■ Segmento del documento ■
·····

Quando, nel 1984, al termine di un lungo processo, si tentò comunque di riattivare l'U.S.I., questa era composta da un esiguo numero di volonterosi, impegnati a ripetere a se stessi, come prete Liprando nella canzone di Fo e Jannacci, «ed io lo faccio lo stesso». Del resto, la scelta del momento non poteva essere più infelice: il movimento operaio perdeva terreno giorno dopo giorno e il capitalismo trionfava su scala mondiale. Chi, fino a pochi anni prima, aveva giurato e spergiurato sulla lotta di classe si abbandonava allo scetticismo (quando non si dedicava apertamente a scimmiottare gli yuppies). I pochi compagni che cercavano di rimanere coerenti venivano emarginati o, peggio, ridicolizzati sul posto di lavoro. Nella «quinta potenza industriale», a dar retta ai mass-media, sembrava non esistessero più neppure le classi subalterne.
Tuttavia, nonostante questo, l'U.S.I. è cresciuta. Se ad Ancona, al primo congresso (quinto dalla fondazione), la riattivata U.S.I. quasi si limitava a ribadire i suoi storici principi, a Torino, pochi anni dopo, cominciava ad interrogarsi sull'attualità delle proprie posizioni, ed a Roma, nel 1990, nel corso di un congresso a dir poco burrascoso, elaborava una strategia ancora confusa, ma non troppo, che la ha portata, in breve tempo, a diventare una delle più influenti organizzazioni sindacali tra quelle che si muovono alla sinistra della triplice confederale. Chi scrive non avrebbe mai creduto, solo tre anni fa, di avere l'occasione di partecipare a scioperi nazionali comunicando alla propria azienda, non senza una punta di orgoglio, che erano stati indetti dall'Unione Sindacale Italiana (la quale, si noti bene, proclamando nel 1991, insieme all'UNICOBAS, lo sciopero contro la guerra del Golfo, ha aperto la strada anche a tutti quelli oggi sbandierati con enfasi dalle varie CUB e SLA). Tanto meno avrei creduto che le nostre lotte avrebbero avuto risonanza sulla stampa, che avrebbero messo in crisi intere dirigenze (Roma) e consigli di amministrazione (Bari), che l'U.S.I. avrebbe ottenuto la riassunzione di compagni licenziati (Milano), che sarebbe diventata in numerose aziende e addirittura in un comparto (la ricerca) sindacato «maggiormente rappresentativo».

·····

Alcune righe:

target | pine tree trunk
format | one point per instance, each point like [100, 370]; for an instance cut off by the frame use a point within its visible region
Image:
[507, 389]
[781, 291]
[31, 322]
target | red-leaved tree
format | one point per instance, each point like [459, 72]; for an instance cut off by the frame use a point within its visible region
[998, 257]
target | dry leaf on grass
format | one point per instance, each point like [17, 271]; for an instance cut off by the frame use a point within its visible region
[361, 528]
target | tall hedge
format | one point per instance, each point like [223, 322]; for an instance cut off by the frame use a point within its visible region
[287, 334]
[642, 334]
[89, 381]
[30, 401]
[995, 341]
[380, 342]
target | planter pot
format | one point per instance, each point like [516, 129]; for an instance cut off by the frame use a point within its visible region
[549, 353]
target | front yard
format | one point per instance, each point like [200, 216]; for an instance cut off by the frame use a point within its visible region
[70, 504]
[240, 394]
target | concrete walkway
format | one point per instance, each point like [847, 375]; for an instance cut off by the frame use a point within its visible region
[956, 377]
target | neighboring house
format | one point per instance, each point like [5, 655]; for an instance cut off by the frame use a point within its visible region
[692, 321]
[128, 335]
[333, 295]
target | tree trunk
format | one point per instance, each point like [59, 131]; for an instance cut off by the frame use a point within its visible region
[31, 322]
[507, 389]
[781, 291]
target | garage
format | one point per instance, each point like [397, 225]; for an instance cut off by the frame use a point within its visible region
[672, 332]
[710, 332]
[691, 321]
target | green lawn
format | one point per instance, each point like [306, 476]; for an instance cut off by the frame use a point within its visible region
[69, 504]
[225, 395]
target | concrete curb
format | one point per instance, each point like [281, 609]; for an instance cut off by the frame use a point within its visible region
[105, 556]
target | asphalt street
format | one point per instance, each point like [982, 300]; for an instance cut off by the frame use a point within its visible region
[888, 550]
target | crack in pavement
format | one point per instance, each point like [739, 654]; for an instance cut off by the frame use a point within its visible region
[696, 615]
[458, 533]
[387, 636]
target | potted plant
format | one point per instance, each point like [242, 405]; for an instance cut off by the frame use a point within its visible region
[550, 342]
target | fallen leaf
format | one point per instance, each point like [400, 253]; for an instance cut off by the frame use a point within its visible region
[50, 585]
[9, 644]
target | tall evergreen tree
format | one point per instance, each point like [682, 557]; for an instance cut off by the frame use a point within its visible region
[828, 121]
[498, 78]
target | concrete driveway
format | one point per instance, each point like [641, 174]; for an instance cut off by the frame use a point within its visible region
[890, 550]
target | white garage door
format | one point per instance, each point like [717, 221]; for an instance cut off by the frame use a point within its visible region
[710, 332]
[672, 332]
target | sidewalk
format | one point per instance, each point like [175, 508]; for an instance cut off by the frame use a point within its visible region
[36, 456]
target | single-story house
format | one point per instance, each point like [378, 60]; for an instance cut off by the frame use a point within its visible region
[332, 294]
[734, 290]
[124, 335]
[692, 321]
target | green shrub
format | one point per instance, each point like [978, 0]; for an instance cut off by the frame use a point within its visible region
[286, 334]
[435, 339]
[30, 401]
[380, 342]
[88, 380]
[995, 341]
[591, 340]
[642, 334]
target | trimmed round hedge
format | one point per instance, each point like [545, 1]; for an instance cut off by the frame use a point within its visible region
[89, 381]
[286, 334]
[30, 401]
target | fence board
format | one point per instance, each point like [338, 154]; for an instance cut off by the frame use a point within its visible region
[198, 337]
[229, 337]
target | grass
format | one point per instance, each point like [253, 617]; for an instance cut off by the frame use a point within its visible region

·····

Nel testo sull'U.S.I., con quale organizzazione l'U.S.I. proclamò nel 1991 lo sciopero contro la guerra del Golfo? Queste righe provengono da un'altra fonte.

Con l'UNICOBAS.